PROBLÈME À RÉSOUDRE. Dans le texte cité, avec quel label le duo de Düsseldorf a-t-il signé en 94 ? Répondez en quelques mots, s'il vous plaît.

TEXTE CITÉ.
**********

Considérés comme les dignes héritiers de Can, Andi Toma et Jan St. Werner sont rapidement devenus le fer de lance de la musique électronique underground allemande. La raison ? Dès 94, date de signature sur Too Pure, le duo de Düsseldorf avait su déjà construire un petit monde si identifiable parmi la production de l’époque. On y trouvait une ligne claire qui ne manquait pas à l’époque de rappeler Orbital ou Ultramarine et ses démangeaisons dubesques à nous donner le vertige technicolor. Rugosité électronique, profondeur dub, transparence pop, leurs compositions d’aquariums ont aussi bien influencé Herbert (« Schnick-Schnack ») qu’Amon Tobin (« Schlectron »), Andrew Weatherall (« Schnee Bud ») que les Tortoise (« 7000»). Et l’écoute du nouvel album de Freeform (« Human, Skam, SkalD4 ») ne viendra que rajouter une pierre à l’édifice de ce le duo caméléon. Pendant ce temps, Andi et Jan matent les stars électro-intello de ces dernières années rost pock, en amateurs hilares, s’offrant le luxe de trimbaler leurs guêtres sur différents labels (Thrill Jokey, Rought Trade,..) pour stimuler les uns ou décourager les autres.

MEGADEBT

MEGADEBT « MISADVENTURE$ IN GLOBAL DOMINATION »
DOCNUKE.COM « PETROLEUM G-STRING »
(RICE AND BEANS / CHICA-CHIC)

**********

SECTION DES DONNÉES.

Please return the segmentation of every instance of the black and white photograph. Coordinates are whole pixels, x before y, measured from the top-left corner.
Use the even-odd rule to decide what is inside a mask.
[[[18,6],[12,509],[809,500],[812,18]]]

**********

RÉPONSE À L'EXERCICE. Avec Too Pure.